- [The exercise]: Copy every entry word for word. Skip the pictures.

+ + + +

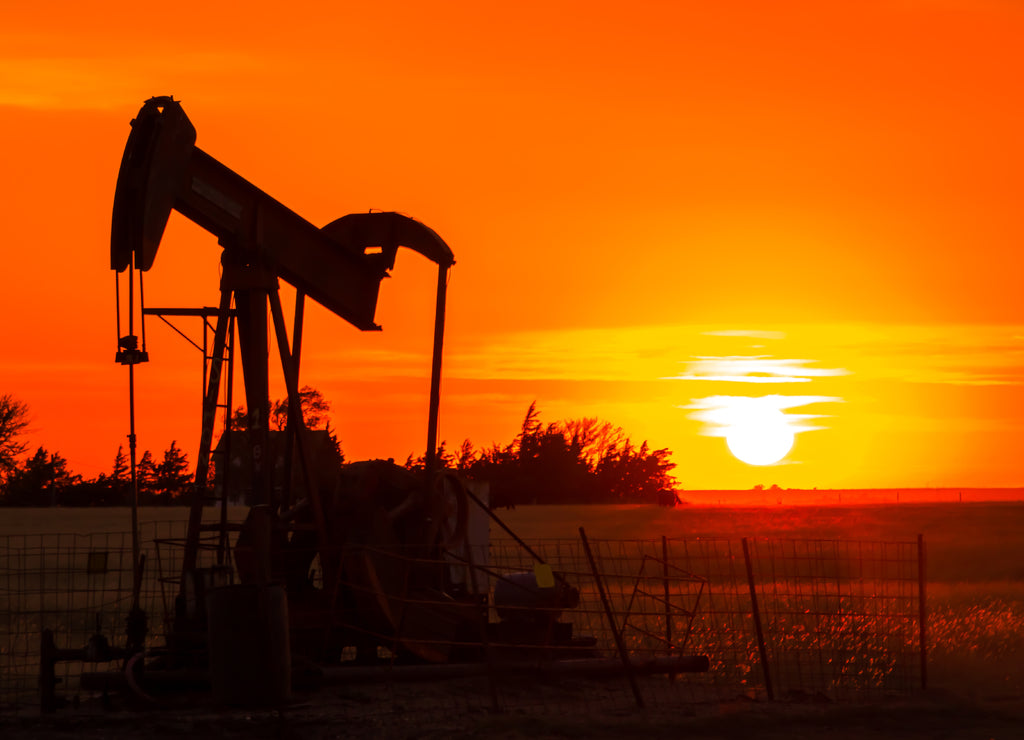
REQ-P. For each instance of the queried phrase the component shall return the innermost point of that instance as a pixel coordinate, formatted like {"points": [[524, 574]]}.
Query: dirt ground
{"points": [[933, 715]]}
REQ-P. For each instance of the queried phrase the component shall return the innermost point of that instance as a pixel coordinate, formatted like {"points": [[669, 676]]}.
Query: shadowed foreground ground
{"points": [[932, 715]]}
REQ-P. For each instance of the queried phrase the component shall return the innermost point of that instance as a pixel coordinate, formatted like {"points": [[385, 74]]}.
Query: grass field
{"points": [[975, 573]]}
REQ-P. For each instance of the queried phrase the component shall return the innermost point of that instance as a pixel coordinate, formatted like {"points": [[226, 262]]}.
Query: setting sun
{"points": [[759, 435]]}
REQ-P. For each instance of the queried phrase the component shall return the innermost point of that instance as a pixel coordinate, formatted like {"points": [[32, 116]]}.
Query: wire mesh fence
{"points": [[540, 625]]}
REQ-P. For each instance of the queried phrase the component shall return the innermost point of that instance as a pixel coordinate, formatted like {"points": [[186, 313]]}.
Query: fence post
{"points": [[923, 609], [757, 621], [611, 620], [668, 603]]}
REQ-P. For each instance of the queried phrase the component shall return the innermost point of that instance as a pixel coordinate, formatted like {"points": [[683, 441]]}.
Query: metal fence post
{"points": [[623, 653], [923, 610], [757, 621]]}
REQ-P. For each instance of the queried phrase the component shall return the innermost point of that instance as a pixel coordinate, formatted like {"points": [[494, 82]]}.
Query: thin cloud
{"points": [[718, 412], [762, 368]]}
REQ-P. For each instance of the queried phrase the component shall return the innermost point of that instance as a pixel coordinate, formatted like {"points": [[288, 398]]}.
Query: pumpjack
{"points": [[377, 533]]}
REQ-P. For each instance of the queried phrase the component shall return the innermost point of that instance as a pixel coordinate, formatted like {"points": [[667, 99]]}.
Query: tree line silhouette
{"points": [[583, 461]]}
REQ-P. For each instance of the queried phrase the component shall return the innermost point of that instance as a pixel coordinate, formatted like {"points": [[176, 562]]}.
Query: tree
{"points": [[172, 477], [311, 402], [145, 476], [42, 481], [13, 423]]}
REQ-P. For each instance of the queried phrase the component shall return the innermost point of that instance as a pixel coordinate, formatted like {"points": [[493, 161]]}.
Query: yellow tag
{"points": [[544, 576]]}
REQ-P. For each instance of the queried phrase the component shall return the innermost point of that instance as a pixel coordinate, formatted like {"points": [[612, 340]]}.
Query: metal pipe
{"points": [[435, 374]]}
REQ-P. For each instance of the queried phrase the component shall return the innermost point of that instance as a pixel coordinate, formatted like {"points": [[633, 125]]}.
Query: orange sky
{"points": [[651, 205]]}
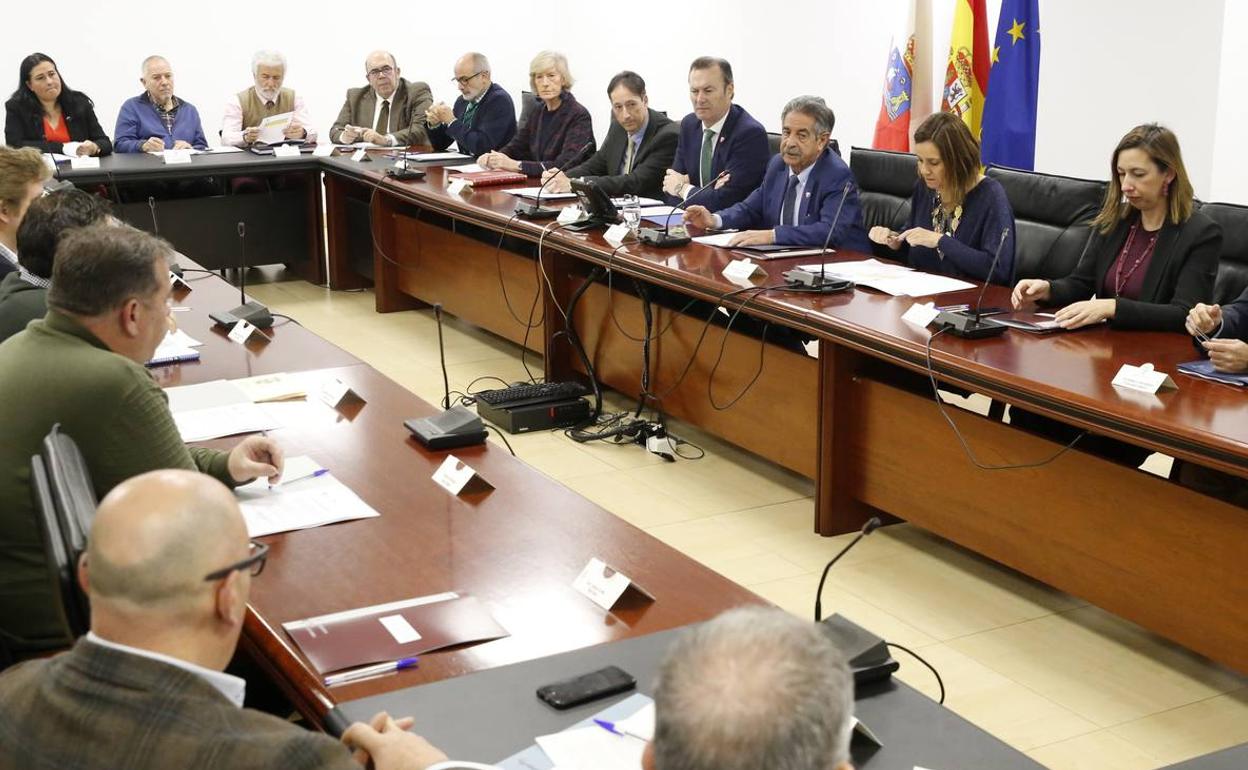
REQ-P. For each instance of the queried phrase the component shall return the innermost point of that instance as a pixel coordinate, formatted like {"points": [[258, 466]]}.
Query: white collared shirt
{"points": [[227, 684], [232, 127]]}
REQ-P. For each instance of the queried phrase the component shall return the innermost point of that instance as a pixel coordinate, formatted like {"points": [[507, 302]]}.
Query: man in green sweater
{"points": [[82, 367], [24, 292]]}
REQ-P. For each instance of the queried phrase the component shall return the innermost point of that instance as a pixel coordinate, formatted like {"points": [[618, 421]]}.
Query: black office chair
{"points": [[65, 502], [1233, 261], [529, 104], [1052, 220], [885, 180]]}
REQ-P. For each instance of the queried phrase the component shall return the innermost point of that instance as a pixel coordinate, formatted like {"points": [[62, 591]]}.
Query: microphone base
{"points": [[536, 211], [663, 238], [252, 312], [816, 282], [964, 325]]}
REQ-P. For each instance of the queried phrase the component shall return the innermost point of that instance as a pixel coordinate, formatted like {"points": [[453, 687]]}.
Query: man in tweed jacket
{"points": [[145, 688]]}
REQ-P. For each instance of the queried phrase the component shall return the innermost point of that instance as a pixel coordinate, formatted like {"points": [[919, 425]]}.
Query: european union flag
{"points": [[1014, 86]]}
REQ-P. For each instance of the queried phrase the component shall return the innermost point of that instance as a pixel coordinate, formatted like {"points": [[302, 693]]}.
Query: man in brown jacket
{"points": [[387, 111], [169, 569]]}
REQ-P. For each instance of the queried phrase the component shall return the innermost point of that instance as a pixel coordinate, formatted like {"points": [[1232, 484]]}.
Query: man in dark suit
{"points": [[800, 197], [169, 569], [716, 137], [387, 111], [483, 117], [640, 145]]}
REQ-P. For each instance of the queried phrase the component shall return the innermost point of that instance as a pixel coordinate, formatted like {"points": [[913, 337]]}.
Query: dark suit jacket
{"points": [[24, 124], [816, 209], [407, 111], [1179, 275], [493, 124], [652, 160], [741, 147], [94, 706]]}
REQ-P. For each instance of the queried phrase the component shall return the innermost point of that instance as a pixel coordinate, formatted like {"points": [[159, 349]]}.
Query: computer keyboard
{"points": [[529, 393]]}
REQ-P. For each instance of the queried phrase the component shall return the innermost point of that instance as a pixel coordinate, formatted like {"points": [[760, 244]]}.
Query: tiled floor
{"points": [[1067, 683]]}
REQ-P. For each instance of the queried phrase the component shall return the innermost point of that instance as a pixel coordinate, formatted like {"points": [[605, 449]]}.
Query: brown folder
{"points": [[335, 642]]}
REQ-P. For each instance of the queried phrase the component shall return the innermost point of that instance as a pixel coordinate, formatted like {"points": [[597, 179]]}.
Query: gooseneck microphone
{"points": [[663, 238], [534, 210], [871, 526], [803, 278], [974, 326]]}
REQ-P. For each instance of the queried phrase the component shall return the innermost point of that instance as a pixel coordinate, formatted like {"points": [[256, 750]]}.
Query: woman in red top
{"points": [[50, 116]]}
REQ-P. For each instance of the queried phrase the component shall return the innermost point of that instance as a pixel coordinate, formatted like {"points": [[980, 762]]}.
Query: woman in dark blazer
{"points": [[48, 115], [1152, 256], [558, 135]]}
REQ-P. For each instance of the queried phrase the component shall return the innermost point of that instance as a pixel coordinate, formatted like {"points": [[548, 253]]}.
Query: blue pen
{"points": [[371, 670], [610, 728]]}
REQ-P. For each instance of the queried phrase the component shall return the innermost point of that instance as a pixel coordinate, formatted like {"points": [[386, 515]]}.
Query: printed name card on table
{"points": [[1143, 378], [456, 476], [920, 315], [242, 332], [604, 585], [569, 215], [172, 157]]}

+ + + +

- [Solution to the exercise]:
REQ-P. For each instance of the queried phrase the component shall return the innermost point of that instance as a pixel coordinate, formatted like {"points": [[524, 574]]}.
Query: dirt ground
{"points": [[933, 715]]}
REQ-P. For each instance of the queried phrase the component shall return the innermost point of that instance as a pixel coordinate, formatted like {"points": [[669, 676]]}.
Query: shadowed foreground ground
{"points": [[932, 715]]}
REQ-P. For each instance of the queried phrase the component shall return the innermost point of that instance as a pixel coordinate, formatted like {"points": [[385, 74]]}.
Query: grass field
{"points": [[975, 573]]}
REQ-P. For each instance of the queried phrase the component shall return the innermost point of that instance as a pixel coordinate, formatted like {"points": [[226, 262]]}.
Query: setting sun
{"points": [[759, 435]]}
REQ-P. For each instance of the queried phrase the component shall return the innermost point of that instance as a pixel coordinate, formatted like {"points": [[32, 116]]}.
Query: wire mesh fence
{"points": [[540, 625]]}
REQ-P. For each instance of the queried phrase the component shall return the innermost point of that instance as a pixel coordinate, formatted like {"points": [[186, 313]]}.
Query: fence post
{"points": [[923, 609], [757, 621], [611, 620], [668, 603]]}
REQ-P. For each instance of the queried phrase the component shall return the innermost point of that instance as a pixel coordinate, formatted like {"points": [[683, 441]]}.
Query: metal fence post
{"points": [[623, 653], [923, 610], [757, 621]]}
REQ-P. For each instance of the queried phrase the component shall return the innermost point of that instance as a pixel coordinate, formatted like {"points": [[494, 82]]}.
Query: thin cloud
{"points": [[718, 412], [762, 368]]}
REQ-P. For each instance of the queried phrase the component shall return the innermost point of that instance as a pixel coordinate, formatted like {"points": [[288, 398]]}.
Query: pumpjack
{"points": [[377, 533]]}
REQ-P. For each instance of the queried phrase the component shall return the innermost point of that instance as a pixel coordinate, formatted like {"points": [[667, 99]]}.
Query: tree line silhouette
{"points": [[583, 461]]}
REQ-P. For each instance of the queried phrase the component shall return the innermost point of that instance as a pixel coordinate, formatted like {"points": [[176, 562]]}.
Query: tree
{"points": [[172, 477], [311, 402], [145, 476], [42, 481], [13, 423]]}
REQ-P. For each instance of the queried phrase the component shall return the innermost point of that instance as a pixel coordinate, formatted like {"points": [[493, 161]]}.
Query: yellow tag
{"points": [[544, 576]]}
REQ-P. For each instance of the queried phrase the component shall return the innermost point of that instance as a pixel coordinate, formatted like {"points": [[612, 340]]}.
Query: metal pipe
{"points": [[435, 374]]}
REQ-P. For each instance of the queried phrase the component shall return the innermost point of that instance as a pixel coordinate, formatted like {"points": [[633, 125]]}.
Query: orange sky
{"points": [[651, 205]]}
REQ-P. For each instance of the queried phrase the component shall return the innermost point of that instance as a pixel coordinate, formatted like {"points": [[258, 466]]}.
Query: white collared shirt
{"points": [[227, 684], [232, 127]]}
REQ-P. For each instance of the queried phrase the component shall return the innermost point of that instance as a pixel coordinate, formatted like {"points": [[507, 302]]}.
Query: man in green sweater
{"points": [[82, 367], [24, 292]]}
REQ-P. For each instance of the queried phrase the component shall return the innermost point of that instance as a pixel coordinate, formatted like {"points": [[618, 421]]}.
Query: black office chair
{"points": [[65, 502], [1233, 261], [529, 104], [1052, 220], [885, 180]]}
REQ-P. For each instance of the queried phrase the component shall return the innermost point of that instance as a pixel coordinate, formatted like {"points": [[62, 591]]}.
Query: microphone base
{"points": [[536, 211], [663, 238], [252, 312], [816, 282], [964, 325]]}
REQ-P. For each instance of the queried phrase the component shall return the innermost point of that instance as a pixel coordinate, formatted like {"points": [[453, 687]]}.
Query: man in tweed jacket
{"points": [[145, 688]]}
REQ-P. For each instance of the queried phrase the component shall return the innermost point of that instance as a pixel coordinate, formatted like {"points": [[919, 425]]}.
Query: european union flag
{"points": [[1014, 86]]}
REQ-P. For each instance of the queried phrase the component shall return the innermost point of that instance as a pixel coordinate, formatted like {"points": [[302, 693]]}.
Query: man in brown jacket
{"points": [[387, 111], [169, 569]]}
REQ-P. For each instance of the queried phrase the component shall return the innermost point of that instance as a pixel coordinate, formatted like {"points": [[1232, 484]]}.
Query: man in dark suit
{"points": [[800, 197], [169, 569], [716, 137], [387, 111], [483, 117], [640, 145]]}
REQ-P. For each instance of the queried phrase the component shall return the innermost point of that instance as a pixel coordinate, formatted like {"points": [[913, 337]]}.
Query: dark suit jacket
{"points": [[24, 124], [816, 209], [407, 111], [1179, 275], [493, 124], [652, 160], [741, 147], [94, 706]]}
REQ-P. For each instance of the queried phrase the component shall return the innermost point of that instance as a pixel coordinate, formatted like {"points": [[159, 349]]}.
Query: computer keyboard
{"points": [[529, 393]]}
REQ-P. For each instance of the queried phrase the component shall return the innermost point of that instance as a pixel coordinate, formatted like {"points": [[760, 244]]}.
Query: tiled floor
{"points": [[1067, 683]]}
REQ-P. For each instance of the queried phrase the component shall return the innermost point of that instance as a pixel coordinate, formatted like {"points": [[605, 449]]}.
Query: brown folder
{"points": [[335, 642]]}
REQ-P. For each instance of the queried phrase the component shall return the innermost point of that instance as a pixel coordinate, formatted like {"points": [[597, 179]]}.
Query: gooseneck microphone
{"points": [[663, 238], [534, 210], [871, 526], [803, 278], [974, 326]]}
REQ-P. For each instance of the queried phrase the component shall return the innermost point of that instance as a pixel coordinate, formatted like {"points": [[256, 750]]}.
Query: woman in red top
{"points": [[50, 116]]}
REQ-P. For each instance of the queried phrase the component shall return the innermost point of that instance as a pixel coordinate, formatted like {"points": [[980, 762]]}.
Query: woman in dark blazer
{"points": [[48, 115], [1152, 256], [558, 135]]}
REQ-P. For each instance of the queried phrase the component shall return the innermost point of that instance as a pixel coordinate, formatted like {"points": [[548, 253]]}.
Query: blue pen
{"points": [[371, 670], [610, 728]]}
REQ-P. For each instance of the queried phrase the component shall return the innermost point of that instance as a pixel coordinate, formatted like {"points": [[386, 515]]}.
Query: printed name card on table
{"points": [[1143, 378], [456, 476], [920, 315], [242, 332], [604, 585], [569, 215], [172, 157]]}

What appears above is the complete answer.